Financial transaction tax is poorly timed, industry group warns

Now is not a good time to impose a financial transaction tax on stock trades, according to the Federation of Thai Capital Market Organisations (Fetco).

Fetco chairman Kobsak Pootrakool made the comment on Tuesday after the Cabinet approved a Finance Ministry proposal to levy a financial transaction tax on trades on the Stock Exchange of Thailand (SET).

Calls to tax SET traders have been made for decades, but governments have downplayed them and cited the need to support market development.

The Cabinet’s move, which stipulates that SET investors have to pay a tax equivalent to 0.1% of share sales, will come into effect 90 days after the draft royal decree issued under the revenue code is announced – likely, sometime in the second quarter of next year.

However, during the first year, the tax will be only 0.055% of share sales.

In a Facebook post, Kobsak said Fetco had submitted an open letter to Finance Minister Arkhom Termpittayapaisith on May 5 arguing against the move.

Data shown:

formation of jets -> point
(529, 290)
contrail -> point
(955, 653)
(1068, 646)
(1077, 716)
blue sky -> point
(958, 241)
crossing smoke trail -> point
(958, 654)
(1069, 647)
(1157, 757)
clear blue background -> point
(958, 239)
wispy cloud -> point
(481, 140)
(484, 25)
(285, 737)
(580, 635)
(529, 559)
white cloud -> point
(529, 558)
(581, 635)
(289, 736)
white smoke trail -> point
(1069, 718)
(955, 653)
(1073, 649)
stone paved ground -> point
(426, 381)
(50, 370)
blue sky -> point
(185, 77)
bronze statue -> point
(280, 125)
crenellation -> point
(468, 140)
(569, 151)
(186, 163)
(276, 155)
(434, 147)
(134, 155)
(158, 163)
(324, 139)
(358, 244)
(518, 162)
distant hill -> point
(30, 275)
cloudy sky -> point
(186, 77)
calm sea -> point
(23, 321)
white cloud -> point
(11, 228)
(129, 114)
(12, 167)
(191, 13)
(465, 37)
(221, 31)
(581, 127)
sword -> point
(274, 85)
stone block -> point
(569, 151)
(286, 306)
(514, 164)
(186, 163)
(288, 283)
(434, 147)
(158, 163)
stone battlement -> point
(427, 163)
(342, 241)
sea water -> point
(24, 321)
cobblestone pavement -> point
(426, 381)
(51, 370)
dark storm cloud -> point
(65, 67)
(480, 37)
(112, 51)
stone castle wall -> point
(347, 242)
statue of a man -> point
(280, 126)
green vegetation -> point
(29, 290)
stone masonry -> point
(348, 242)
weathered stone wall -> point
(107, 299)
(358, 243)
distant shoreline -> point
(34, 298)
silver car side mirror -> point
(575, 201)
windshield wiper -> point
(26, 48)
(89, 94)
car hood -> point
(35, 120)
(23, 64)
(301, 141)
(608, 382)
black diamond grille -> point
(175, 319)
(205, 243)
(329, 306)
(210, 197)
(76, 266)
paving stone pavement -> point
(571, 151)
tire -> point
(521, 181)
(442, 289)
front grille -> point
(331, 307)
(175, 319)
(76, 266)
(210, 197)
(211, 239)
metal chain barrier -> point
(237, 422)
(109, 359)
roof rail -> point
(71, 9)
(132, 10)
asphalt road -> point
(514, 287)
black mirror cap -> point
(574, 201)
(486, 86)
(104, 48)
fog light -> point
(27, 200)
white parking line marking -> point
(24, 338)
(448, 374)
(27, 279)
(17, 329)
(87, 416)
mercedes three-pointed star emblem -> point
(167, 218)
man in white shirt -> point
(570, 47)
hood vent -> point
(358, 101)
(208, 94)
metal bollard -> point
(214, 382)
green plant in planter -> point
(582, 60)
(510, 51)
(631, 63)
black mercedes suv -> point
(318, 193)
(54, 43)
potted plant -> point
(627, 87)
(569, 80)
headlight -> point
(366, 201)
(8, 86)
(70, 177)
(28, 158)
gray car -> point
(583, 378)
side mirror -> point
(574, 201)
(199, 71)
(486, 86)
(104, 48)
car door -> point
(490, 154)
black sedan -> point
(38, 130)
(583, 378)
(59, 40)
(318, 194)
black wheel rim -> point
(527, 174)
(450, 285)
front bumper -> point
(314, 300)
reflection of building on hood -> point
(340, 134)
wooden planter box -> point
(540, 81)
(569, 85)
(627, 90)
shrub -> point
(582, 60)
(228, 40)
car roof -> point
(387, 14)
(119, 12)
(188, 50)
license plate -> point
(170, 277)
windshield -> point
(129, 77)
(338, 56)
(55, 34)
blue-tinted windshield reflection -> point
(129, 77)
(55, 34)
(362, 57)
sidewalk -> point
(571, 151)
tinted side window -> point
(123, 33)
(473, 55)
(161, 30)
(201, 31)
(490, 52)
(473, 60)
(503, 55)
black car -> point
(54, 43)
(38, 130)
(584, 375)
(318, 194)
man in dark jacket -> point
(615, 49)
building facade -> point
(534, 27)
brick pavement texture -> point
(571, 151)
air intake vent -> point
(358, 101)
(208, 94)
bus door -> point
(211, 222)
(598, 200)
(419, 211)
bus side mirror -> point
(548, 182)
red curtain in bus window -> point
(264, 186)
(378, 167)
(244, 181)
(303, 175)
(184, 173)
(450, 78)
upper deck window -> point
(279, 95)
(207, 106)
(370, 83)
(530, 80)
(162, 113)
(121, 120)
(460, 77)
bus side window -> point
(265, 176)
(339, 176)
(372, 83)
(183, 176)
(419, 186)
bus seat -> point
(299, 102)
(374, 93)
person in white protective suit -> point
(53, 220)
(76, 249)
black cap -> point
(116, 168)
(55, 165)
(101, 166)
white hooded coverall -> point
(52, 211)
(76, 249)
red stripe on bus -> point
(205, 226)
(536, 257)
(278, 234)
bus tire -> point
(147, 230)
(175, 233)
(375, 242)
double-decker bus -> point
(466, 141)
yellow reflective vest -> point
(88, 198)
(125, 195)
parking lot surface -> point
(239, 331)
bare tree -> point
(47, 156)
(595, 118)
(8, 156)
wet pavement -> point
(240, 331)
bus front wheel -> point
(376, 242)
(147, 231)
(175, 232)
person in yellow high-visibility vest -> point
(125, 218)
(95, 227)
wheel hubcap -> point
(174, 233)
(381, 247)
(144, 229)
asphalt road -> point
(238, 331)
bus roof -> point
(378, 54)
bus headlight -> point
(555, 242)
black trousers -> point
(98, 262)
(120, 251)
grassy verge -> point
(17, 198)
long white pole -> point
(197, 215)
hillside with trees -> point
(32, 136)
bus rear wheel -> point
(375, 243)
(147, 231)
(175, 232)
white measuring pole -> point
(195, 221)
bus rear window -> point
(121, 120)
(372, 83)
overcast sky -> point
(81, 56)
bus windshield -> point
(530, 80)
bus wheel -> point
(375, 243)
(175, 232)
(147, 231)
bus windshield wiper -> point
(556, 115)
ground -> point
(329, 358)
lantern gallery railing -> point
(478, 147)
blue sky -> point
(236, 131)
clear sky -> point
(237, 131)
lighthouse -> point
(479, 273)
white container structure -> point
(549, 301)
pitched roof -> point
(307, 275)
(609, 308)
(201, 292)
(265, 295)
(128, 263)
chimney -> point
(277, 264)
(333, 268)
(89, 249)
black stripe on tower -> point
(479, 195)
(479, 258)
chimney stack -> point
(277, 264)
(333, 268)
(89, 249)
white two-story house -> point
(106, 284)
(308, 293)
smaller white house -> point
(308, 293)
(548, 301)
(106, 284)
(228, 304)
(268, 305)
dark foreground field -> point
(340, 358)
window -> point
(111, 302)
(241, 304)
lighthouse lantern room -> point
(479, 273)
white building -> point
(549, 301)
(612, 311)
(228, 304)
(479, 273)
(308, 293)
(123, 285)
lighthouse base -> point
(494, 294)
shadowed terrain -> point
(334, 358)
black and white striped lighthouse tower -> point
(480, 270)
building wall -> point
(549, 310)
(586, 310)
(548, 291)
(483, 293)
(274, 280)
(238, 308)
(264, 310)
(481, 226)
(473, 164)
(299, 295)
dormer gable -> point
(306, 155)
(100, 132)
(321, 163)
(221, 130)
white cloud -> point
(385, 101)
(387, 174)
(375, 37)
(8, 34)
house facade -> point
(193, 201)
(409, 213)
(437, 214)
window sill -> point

Work to complete:
**1)** From the article on the Thai stock trading tax, extract the passage from "Calls to tax" to "of share sales.".
**2)** Answer these questions using the article on the Thai stock trading tax.
(a) What share of share sales will investors pay as tax once the first year is over?
(b) On what date did Fetco submit its open letter to the Finance Minister?
(c) How many days after the draft royal decree is announced will the tax come into effect?
**3)** Write what follows the last sentence of the article on the Thai stock trading tax.
The lines that come after the article are unrelated material and stand apart from it.

Results of the tasks:
**1)**
Calls to tax SET traders have been made for decades, but governments have downplayed them and cited the need to support market development.

The Cabinet’s move, which stipulates that SET investors have to pay a tax equivalent to 0.1% of share sales, will come into effect 90 days after the draft royal decree issued under the revenue code is announced – likely, sometime in the second quarter of next year.

However, during the first year, the tax will be only 0.055% of share sales.

**2)**
(a) 0.1% of share sales.
(b) May 5.
(c) 90 days.

**3)**
He said that volatility in stock, bond, gold, currency and cryptocurrency markets since last year was discouraging investors and that this volatility would likely remain for some time.

Kobsak also argued that the possibility of a global economic crisis should be considered and that some countries are already experiencing economic distress.

The SET’s liquidity has dropped sharply, he added.

"I would like to confirm that it is not [the right] time to impose a financial transaction tax for stock trades," he wrote.

Fetco's open letter argued that a financial transaction tax for stock trades would severely damage the market by discouraging investment.

The letter cited studies from other countries that said such taxes resulted in delaying retirement by two to three years as investors waited to reach their retirement threshold.

Fetco said the new tax would raise costs for market makers, typically large brokers, on issuing or developing new products, which would weaken the competitiveness of the SET.

"Stock markets in developed countries prefer taxation exemptions because they reduce impacts on savings and encourage wider public investment and innovative development," Fetco said.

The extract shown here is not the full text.